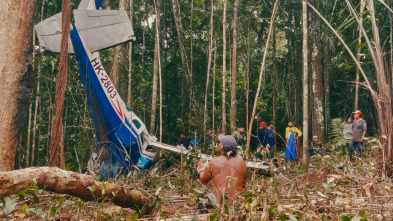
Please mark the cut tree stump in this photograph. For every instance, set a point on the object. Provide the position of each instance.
(71, 183)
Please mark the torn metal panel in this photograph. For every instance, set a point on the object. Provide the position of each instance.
(49, 34)
(99, 29)
(103, 29)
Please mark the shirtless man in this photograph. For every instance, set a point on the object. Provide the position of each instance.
(225, 170)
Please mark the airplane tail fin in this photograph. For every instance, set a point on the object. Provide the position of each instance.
(99, 29)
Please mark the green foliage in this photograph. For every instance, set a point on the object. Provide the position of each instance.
(9, 204)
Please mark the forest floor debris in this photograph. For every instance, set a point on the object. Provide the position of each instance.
(333, 189)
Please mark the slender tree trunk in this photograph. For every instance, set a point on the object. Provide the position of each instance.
(214, 90)
(274, 78)
(28, 134)
(17, 18)
(191, 97)
(362, 5)
(383, 99)
(326, 84)
(144, 39)
(224, 64)
(391, 47)
(118, 56)
(208, 70)
(305, 84)
(37, 99)
(57, 145)
(261, 75)
(158, 11)
(248, 75)
(318, 122)
(130, 56)
(191, 42)
(30, 113)
(232, 116)
(180, 38)
(155, 70)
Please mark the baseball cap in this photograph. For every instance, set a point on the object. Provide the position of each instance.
(358, 112)
(228, 142)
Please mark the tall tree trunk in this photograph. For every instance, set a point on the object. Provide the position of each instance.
(37, 99)
(326, 84)
(391, 47)
(57, 138)
(17, 19)
(248, 75)
(118, 57)
(208, 70)
(155, 70)
(232, 116)
(28, 134)
(158, 11)
(180, 38)
(362, 5)
(214, 90)
(274, 76)
(261, 75)
(318, 122)
(130, 57)
(383, 99)
(305, 84)
(30, 113)
(224, 64)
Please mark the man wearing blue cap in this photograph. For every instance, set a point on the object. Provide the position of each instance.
(228, 172)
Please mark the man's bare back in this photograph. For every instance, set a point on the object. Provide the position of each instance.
(228, 172)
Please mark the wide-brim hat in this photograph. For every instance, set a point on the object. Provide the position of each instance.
(358, 112)
(228, 142)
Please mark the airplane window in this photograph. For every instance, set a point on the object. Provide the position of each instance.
(137, 124)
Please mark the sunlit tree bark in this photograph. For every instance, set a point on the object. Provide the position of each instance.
(17, 19)
(232, 116)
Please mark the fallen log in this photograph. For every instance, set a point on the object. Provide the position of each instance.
(71, 183)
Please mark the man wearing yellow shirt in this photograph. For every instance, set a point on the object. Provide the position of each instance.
(291, 135)
(292, 130)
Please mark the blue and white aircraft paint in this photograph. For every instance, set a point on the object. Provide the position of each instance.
(121, 134)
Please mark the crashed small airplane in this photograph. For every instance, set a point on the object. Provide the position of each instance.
(122, 135)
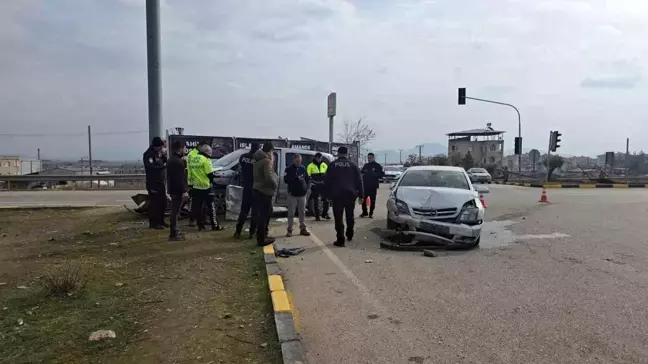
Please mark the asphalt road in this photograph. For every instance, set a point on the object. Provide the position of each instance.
(559, 283)
(67, 198)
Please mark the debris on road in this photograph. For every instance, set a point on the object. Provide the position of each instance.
(289, 252)
(429, 253)
(102, 334)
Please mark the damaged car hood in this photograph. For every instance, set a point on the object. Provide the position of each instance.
(434, 197)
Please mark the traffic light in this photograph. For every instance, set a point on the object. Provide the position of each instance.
(518, 145)
(462, 96)
(555, 139)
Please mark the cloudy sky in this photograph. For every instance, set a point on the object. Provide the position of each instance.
(264, 68)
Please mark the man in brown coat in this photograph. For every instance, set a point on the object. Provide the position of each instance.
(265, 185)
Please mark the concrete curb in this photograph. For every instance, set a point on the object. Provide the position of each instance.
(55, 207)
(291, 348)
(576, 185)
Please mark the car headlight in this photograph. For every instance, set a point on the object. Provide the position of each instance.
(469, 213)
(401, 208)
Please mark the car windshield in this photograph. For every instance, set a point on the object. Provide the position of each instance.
(434, 178)
(229, 158)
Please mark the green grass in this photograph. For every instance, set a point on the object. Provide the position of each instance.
(169, 307)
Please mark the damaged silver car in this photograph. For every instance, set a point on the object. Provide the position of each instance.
(437, 204)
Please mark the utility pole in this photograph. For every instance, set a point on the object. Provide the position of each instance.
(153, 67)
(549, 154)
(90, 152)
(332, 109)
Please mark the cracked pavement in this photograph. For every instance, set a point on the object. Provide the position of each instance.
(559, 283)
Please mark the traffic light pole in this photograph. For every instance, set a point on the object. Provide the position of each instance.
(549, 154)
(519, 126)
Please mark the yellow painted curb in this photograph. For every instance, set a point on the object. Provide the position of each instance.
(268, 249)
(280, 301)
(275, 283)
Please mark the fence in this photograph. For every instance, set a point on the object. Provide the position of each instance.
(73, 182)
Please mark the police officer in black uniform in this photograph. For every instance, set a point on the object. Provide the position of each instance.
(343, 185)
(154, 166)
(246, 164)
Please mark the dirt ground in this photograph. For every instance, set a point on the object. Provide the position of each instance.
(204, 300)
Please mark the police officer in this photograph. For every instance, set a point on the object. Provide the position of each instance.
(343, 185)
(202, 174)
(192, 153)
(154, 165)
(372, 172)
(246, 168)
(316, 171)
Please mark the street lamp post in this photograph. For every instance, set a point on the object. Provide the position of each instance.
(462, 101)
(153, 67)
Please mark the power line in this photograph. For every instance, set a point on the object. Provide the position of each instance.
(33, 135)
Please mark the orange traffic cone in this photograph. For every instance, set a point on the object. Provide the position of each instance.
(543, 197)
(481, 199)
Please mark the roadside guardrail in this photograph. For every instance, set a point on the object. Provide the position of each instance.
(67, 182)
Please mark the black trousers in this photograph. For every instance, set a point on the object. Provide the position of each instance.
(246, 206)
(176, 205)
(262, 209)
(157, 206)
(316, 196)
(372, 195)
(341, 207)
(203, 199)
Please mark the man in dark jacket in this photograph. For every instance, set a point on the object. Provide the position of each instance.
(177, 185)
(343, 186)
(265, 186)
(296, 180)
(154, 165)
(372, 172)
(246, 169)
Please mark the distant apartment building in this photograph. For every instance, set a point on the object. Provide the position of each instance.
(486, 146)
(16, 166)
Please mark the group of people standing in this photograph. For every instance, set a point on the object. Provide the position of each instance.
(189, 177)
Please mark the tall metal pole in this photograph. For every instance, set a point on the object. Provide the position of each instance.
(90, 151)
(153, 66)
(331, 134)
(519, 124)
(549, 155)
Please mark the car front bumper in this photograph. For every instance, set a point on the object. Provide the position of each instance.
(437, 231)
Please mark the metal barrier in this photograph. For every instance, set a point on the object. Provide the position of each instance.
(106, 181)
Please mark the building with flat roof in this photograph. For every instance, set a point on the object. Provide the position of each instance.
(486, 146)
(16, 166)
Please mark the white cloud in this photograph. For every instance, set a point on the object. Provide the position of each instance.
(245, 67)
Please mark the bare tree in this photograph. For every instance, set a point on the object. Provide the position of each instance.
(357, 131)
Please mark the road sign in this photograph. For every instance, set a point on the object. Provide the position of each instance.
(332, 104)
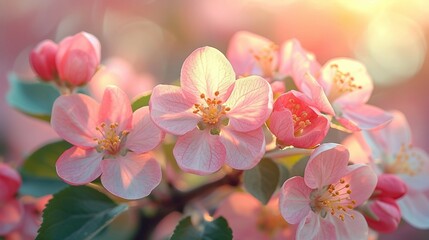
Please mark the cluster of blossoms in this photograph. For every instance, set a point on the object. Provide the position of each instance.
(224, 113)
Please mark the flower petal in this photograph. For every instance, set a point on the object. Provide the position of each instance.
(327, 164)
(132, 176)
(206, 71)
(171, 111)
(115, 107)
(362, 180)
(415, 208)
(242, 49)
(11, 212)
(363, 117)
(10, 181)
(75, 118)
(295, 200)
(199, 152)
(145, 135)
(315, 228)
(78, 166)
(354, 229)
(251, 103)
(243, 149)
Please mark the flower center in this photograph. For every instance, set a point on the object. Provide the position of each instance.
(212, 112)
(300, 117)
(333, 199)
(265, 58)
(343, 82)
(111, 140)
(406, 162)
(270, 221)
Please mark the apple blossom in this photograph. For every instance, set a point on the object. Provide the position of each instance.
(42, 60)
(110, 140)
(323, 201)
(77, 58)
(218, 119)
(296, 123)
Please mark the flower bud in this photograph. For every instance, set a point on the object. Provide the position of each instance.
(42, 60)
(78, 58)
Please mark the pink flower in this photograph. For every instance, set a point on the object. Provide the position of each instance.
(323, 201)
(347, 86)
(110, 140)
(386, 214)
(218, 119)
(42, 60)
(296, 123)
(78, 58)
(391, 151)
(10, 208)
(250, 220)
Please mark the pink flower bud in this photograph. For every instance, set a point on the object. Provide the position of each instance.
(78, 58)
(42, 60)
(388, 215)
(296, 123)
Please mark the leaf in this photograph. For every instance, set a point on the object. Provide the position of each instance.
(262, 180)
(141, 101)
(41, 163)
(77, 213)
(32, 98)
(217, 229)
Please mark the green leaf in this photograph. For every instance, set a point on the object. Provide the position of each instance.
(32, 98)
(141, 101)
(217, 229)
(262, 180)
(41, 163)
(77, 213)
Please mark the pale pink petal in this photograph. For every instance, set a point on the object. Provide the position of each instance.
(363, 117)
(132, 176)
(75, 118)
(206, 71)
(327, 164)
(241, 210)
(243, 149)
(353, 229)
(251, 103)
(171, 111)
(418, 165)
(295, 200)
(243, 49)
(358, 76)
(115, 107)
(415, 208)
(78, 166)
(362, 180)
(199, 152)
(315, 228)
(145, 135)
(11, 212)
(10, 181)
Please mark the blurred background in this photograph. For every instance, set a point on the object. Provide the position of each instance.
(146, 41)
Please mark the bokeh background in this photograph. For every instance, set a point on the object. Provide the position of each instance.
(146, 41)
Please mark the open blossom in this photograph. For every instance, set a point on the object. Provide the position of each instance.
(296, 123)
(323, 201)
(385, 212)
(347, 86)
(391, 151)
(218, 119)
(110, 140)
(10, 208)
(42, 60)
(251, 220)
(77, 58)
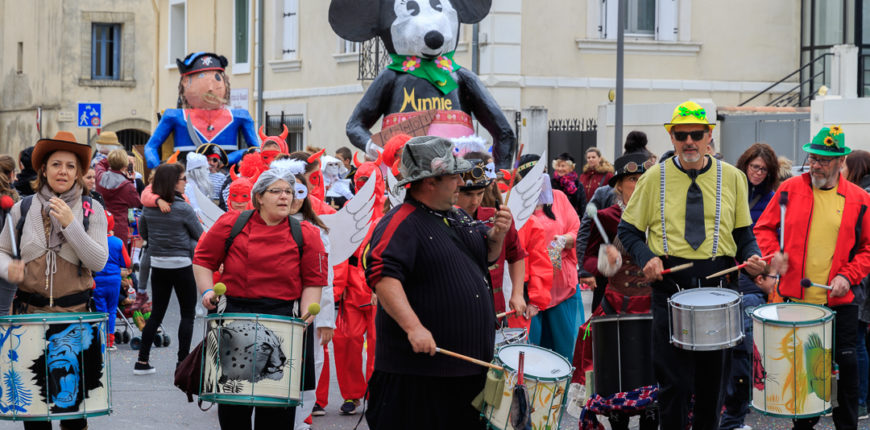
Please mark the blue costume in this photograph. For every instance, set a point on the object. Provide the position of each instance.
(108, 282)
(225, 135)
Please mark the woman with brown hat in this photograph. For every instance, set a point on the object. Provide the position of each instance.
(58, 254)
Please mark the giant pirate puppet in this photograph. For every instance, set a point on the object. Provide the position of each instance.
(423, 82)
(204, 117)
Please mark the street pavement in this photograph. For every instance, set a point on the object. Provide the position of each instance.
(153, 402)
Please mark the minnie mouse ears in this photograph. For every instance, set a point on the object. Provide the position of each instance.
(361, 20)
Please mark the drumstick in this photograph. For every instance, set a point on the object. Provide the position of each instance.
(219, 289)
(313, 309)
(806, 283)
(592, 212)
(677, 268)
(469, 359)
(6, 203)
(514, 174)
(736, 268)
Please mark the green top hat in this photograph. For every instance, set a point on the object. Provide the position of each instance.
(829, 142)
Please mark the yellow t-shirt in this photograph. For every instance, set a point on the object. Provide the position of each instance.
(644, 209)
(824, 227)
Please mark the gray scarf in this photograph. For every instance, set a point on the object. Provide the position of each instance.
(55, 237)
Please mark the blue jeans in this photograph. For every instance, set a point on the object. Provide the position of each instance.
(106, 299)
(863, 362)
(556, 328)
(739, 381)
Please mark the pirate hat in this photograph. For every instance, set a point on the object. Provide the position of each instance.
(200, 62)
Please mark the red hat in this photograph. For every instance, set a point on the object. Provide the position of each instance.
(240, 191)
(110, 221)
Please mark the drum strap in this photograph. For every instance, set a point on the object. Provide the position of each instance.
(39, 301)
(718, 206)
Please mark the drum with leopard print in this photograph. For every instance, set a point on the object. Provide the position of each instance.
(252, 359)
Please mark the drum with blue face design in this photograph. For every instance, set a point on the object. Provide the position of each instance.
(53, 366)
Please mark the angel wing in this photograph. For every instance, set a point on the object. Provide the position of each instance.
(349, 226)
(206, 209)
(395, 199)
(524, 196)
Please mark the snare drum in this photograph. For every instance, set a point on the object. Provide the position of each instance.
(705, 319)
(252, 359)
(54, 366)
(510, 336)
(791, 365)
(546, 375)
(622, 352)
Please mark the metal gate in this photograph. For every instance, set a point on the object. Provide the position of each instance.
(784, 132)
(573, 136)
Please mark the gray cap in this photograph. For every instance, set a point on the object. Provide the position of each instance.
(427, 157)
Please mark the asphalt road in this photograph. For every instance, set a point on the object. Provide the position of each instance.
(153, 402)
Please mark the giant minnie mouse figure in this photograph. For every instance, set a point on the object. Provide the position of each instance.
(421, 37)
(203, 92)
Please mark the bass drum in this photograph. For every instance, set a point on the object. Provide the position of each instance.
(622, 353)
(54, 366)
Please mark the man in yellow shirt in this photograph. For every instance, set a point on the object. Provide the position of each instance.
(827, 240)
(689, 208)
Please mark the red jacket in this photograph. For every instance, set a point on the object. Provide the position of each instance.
(797, 225)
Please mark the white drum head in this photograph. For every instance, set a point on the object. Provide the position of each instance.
(539, 362)
(705, 297)
(792, 312)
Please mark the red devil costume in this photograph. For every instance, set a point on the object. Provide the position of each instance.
(356, 315)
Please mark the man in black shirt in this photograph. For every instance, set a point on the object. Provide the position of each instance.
(428, 262)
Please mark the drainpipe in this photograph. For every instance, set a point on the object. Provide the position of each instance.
(260, 50)
(475, 48)
(155, 96)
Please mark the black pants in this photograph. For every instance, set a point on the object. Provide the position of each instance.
(232, 417)
(76, 424)
(163, 281)
(682, 373)
(400, 402)
(845, 355)
(649, 420)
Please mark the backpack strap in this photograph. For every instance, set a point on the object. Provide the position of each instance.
(86, 215)
(237, 228)
(19, 226)
(295, 230)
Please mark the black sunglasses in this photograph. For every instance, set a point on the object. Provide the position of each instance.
(696, 135)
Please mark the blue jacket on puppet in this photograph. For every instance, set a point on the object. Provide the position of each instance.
(203, 116)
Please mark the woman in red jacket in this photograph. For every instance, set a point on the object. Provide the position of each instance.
(265, 272)
(118, 191)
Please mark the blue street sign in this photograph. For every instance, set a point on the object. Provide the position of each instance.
(89, 115)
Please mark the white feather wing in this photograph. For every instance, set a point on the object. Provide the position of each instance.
(349, 226)
(524, 196)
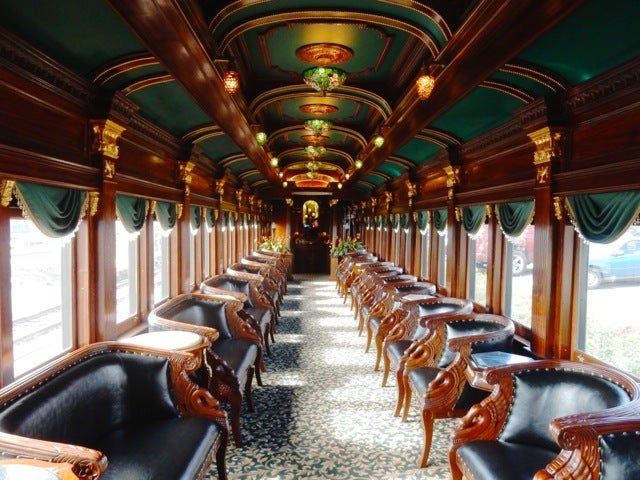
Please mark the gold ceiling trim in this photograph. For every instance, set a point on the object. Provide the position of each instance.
(147, 82)
(336, 130)
(324, 54)
(293, 92)
(507, 89)
(416, 7)
(123, 65)
(328, 16)
(535, 73)
(317, 109)
(200, 134)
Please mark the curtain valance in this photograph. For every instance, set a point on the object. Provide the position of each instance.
(514, 217)
(132, 212)
(603, 217)
(55, 211)
(473, 218)
(166, 214)
(440, 219)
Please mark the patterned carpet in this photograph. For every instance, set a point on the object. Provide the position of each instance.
(322, 413)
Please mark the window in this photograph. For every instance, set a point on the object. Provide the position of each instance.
(42, 323)
(519, 277)
(161, 251)
(609, 289)
(126, 273)
(442, 256)
(478, 248)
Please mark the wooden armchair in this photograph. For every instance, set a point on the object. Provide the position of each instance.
(367, 281)
(235, 355)
(542, 420)
(382, 287)
(380, 320)
(344, 272)
(434, 368)
(262, 274)
(257, 303)
(412, 328)
(358, 275)
(115, 411)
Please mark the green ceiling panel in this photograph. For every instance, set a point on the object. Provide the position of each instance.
(392, 170)
(477, 113)
(418, 151)
(82, 34)
(578, 50)
(219, 147)
(168, 105)
(130, 76)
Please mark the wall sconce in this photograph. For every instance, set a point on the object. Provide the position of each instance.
(231, 81)
(261, 138)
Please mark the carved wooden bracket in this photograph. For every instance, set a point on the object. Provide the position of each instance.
(549, 147)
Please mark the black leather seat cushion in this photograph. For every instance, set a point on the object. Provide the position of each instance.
(239, 353)
(543, 395)
(619, 456)
(474, 327)
(159, 450)
(204, 313)
(421, 377)
(504, 461)
(396, 349)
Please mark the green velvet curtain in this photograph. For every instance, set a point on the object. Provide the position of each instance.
(514, 217)
(440, 219)
(473, 218)
(395, 221)
(56, 211)
(166, 214)
(132, 212)
(405, 220)
(195, 217)
(209, 217)
(603, 217)
(423, 221)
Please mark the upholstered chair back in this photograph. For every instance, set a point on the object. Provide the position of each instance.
(541, 395)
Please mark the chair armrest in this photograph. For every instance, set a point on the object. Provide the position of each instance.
(86, 463)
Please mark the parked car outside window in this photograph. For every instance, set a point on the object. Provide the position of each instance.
(616, 261)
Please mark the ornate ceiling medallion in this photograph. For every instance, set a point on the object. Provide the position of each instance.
(324, 53)
(318, 109)
(314, 139)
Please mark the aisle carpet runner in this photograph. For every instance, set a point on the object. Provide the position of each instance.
(322, 413)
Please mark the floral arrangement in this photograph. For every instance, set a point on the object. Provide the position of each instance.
(274, 245)
(342, 246)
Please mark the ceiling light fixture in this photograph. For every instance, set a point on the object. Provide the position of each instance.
(317, 127)
(261, 138)
(315, 151)
(324, 79)
(231, 81)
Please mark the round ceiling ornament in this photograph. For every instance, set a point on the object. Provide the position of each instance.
(324, 54)
(318, 109)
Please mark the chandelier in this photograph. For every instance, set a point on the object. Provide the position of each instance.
(315, 151)
(324, 79)
(231, 81)
(317, 127)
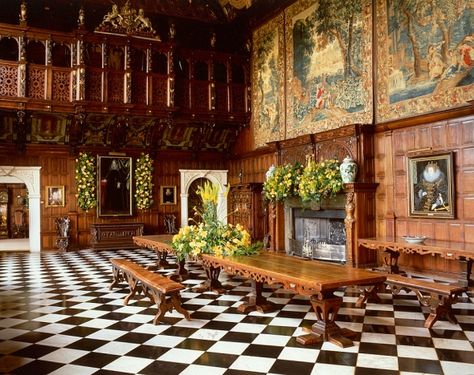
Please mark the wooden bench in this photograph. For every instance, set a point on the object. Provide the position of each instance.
(160, 289)
(439, 297)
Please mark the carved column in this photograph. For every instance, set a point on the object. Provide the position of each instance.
(149, 78)
(349, 224)
(171, 81)
(128, 76)
(81, 71)
(21, 66)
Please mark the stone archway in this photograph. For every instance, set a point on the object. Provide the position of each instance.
(218, 177)
(30, 176)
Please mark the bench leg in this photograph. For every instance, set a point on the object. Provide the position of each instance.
(256, 301)
(118, 277)
(326, 306)
(165, 304)
(134, 288)
(176, 303)
(441, 306)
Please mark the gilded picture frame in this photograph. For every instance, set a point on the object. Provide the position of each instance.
(431, 186)
(114, 185)
(168, 195)
(54, 196)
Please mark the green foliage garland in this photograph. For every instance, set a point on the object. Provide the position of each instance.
(319, 180)
(282, 182)
(143, 182)
(86, 181)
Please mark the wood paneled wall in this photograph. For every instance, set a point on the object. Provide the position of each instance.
(392, 148)
(58, 168)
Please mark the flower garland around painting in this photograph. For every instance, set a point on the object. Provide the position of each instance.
(211, 236)
(86, 181)
(143, 182)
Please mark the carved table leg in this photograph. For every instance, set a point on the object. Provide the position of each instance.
(212, 284)
(165, 303)
(326, 306)
(465, 277)
(257, 301)
(117, 277)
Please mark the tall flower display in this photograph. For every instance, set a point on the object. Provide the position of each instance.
(143, 182)
(86, 181)
(211, 236)
(319, 180)
(282, 182)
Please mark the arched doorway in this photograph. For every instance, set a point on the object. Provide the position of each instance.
(30, 176)
(188, 176)
(194, 200)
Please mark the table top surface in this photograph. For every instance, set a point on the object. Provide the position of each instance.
(316, 275)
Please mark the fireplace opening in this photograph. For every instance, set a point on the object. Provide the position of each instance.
(319, 234)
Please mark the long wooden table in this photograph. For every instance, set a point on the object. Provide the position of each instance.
(316, 279)
(161, 244)
(394, 246)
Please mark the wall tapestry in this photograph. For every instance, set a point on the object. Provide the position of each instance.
(425, 56)
(329, 65)
(267, 82)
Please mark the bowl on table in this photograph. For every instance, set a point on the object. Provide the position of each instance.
(415, 239)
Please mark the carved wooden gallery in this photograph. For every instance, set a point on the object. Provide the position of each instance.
(236, 186)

________________________

Write out the entries from the line that contains "Please mark the bowl" through the last line, both included, as a JSON list of strings with one string per line and blank lines left out.

[
  "Please mark the bowl on table in this photograph. For every instance, set a point on the object. Provide the position of each instance.",
  "(415, 239)",
  "Please mark the carved wooden gallery in this photograph. For every instance, set a point on the object. Provide the position of each instance.",
  "(236, 186)"
]